**Entries supplied**
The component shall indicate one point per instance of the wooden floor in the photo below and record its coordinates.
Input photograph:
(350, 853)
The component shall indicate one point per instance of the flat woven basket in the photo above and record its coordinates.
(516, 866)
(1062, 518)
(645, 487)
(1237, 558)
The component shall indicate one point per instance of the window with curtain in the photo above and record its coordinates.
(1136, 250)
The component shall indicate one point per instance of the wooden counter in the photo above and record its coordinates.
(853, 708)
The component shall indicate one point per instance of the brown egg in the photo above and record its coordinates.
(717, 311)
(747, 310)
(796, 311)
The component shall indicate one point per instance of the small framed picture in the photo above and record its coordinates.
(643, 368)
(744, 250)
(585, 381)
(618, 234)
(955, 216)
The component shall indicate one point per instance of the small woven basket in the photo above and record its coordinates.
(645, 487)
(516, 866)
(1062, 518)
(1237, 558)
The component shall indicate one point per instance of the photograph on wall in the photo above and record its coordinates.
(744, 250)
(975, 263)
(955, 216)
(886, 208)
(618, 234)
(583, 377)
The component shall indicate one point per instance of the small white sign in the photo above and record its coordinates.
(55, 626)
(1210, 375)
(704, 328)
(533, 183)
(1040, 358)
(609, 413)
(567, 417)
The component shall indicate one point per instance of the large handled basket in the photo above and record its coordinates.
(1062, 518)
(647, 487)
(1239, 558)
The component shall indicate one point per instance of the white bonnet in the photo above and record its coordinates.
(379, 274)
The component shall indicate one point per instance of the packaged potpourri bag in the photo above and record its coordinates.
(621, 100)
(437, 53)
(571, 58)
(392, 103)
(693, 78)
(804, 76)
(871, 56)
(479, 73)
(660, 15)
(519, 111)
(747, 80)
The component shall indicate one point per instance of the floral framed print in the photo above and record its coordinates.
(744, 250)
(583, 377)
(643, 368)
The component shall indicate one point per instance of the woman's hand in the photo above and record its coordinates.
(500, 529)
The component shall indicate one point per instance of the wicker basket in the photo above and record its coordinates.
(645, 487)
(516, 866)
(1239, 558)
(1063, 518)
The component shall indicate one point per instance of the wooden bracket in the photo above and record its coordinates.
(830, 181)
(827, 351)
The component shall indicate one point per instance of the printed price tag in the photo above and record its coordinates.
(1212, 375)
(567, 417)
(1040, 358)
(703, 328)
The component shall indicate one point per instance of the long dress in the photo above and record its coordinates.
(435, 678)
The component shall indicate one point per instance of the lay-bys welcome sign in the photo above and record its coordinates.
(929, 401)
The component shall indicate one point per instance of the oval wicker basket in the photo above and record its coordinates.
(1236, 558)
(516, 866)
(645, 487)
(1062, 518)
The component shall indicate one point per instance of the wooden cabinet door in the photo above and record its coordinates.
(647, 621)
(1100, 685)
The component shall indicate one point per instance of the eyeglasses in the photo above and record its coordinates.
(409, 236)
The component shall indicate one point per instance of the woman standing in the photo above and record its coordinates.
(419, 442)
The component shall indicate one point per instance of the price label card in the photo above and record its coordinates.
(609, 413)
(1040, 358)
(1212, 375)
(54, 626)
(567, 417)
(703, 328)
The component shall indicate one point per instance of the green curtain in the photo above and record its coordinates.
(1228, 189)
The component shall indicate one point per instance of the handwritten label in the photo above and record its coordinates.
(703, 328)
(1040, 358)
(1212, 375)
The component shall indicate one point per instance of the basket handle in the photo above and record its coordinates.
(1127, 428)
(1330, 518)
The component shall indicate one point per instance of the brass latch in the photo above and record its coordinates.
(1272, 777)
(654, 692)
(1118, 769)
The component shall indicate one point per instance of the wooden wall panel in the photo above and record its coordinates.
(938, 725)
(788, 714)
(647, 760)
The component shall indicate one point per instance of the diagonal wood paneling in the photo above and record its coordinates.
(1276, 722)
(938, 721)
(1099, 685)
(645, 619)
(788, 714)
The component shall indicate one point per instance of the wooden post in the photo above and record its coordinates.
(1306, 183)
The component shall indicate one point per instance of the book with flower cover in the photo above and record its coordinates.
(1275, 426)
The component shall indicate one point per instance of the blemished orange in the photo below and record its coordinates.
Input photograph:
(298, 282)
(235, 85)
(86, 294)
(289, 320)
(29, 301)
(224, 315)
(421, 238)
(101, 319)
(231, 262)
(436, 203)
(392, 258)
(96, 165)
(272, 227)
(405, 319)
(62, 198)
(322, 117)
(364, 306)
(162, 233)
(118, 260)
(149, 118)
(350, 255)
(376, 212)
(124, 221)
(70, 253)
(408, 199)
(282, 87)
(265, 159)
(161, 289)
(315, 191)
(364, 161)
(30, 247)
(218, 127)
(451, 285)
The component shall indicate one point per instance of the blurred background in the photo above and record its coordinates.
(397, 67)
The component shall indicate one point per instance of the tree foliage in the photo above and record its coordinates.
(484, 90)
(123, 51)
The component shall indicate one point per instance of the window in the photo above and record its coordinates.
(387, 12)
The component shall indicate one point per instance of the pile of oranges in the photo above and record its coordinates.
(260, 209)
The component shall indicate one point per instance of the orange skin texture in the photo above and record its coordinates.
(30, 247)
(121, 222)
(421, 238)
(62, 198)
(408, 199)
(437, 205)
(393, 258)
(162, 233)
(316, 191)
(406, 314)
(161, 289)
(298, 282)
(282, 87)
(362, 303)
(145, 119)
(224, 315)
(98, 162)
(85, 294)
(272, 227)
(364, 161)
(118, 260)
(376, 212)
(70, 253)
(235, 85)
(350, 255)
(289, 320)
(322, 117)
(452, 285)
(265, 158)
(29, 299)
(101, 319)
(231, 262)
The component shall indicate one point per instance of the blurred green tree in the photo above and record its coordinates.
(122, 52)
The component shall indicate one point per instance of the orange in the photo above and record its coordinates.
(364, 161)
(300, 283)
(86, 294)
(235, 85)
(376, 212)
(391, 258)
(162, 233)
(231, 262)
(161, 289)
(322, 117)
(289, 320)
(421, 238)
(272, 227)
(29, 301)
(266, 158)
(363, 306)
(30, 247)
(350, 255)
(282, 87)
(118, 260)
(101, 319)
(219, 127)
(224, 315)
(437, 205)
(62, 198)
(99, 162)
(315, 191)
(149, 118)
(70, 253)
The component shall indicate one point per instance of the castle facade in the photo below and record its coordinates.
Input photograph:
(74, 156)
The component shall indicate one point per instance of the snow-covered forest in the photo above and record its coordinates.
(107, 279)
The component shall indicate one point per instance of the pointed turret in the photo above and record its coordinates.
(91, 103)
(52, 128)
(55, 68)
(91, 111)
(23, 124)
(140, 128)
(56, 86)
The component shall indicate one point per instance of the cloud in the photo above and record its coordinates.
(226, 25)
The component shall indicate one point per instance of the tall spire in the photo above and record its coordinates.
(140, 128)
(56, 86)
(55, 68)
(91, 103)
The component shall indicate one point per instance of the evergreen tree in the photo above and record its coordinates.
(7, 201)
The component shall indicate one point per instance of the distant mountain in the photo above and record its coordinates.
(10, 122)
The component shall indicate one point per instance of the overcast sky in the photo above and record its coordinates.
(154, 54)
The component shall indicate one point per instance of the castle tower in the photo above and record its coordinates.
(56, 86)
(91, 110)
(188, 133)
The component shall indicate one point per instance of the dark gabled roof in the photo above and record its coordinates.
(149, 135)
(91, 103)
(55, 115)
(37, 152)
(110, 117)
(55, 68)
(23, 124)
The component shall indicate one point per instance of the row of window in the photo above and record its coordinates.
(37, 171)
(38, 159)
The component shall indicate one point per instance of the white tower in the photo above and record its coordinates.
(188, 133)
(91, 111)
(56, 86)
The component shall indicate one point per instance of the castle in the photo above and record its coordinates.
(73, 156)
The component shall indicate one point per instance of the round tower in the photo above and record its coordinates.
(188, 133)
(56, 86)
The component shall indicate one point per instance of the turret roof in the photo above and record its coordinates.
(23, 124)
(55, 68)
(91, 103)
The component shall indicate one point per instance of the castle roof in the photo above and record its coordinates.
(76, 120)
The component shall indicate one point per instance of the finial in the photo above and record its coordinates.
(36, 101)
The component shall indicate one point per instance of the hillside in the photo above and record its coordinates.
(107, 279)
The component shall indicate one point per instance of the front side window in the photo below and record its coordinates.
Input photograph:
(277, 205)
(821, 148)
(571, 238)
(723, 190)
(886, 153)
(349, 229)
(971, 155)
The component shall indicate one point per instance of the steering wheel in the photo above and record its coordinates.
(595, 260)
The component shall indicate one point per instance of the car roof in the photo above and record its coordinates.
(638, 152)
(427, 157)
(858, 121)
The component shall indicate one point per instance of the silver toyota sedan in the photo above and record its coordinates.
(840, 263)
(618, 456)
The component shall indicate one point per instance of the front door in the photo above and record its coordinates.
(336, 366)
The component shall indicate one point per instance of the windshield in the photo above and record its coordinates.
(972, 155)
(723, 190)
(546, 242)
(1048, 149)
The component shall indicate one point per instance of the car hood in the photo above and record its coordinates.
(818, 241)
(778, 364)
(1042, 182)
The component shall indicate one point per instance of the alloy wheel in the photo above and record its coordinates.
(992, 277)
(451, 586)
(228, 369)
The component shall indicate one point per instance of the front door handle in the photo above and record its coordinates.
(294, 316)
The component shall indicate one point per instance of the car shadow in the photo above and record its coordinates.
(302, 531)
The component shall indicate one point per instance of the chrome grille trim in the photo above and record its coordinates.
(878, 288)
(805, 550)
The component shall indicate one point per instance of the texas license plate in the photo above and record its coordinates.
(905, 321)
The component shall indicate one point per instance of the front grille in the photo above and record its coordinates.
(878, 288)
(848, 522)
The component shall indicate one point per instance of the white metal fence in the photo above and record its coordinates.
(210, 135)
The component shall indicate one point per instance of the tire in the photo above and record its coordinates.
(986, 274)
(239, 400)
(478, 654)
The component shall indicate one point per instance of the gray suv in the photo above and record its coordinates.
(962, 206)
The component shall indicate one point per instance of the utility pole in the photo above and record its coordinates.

**Problem**
Please edit the records from the line with "of the basket" up to and including the line with "(1118, 769)", replacing "brass latch" with "metal clasp" and keeping everything else the same. Return only those lines.

**The reply**
The component shall indicate one point per instance of the basket handle in the photo above and record its coordinates.
(1127, 428)
(1330, 518)
The component shall indicate one point per instance of the metal clasp in the photo above and record its coordinates.
(1272, 777)
(654, 692)
(1118, 769)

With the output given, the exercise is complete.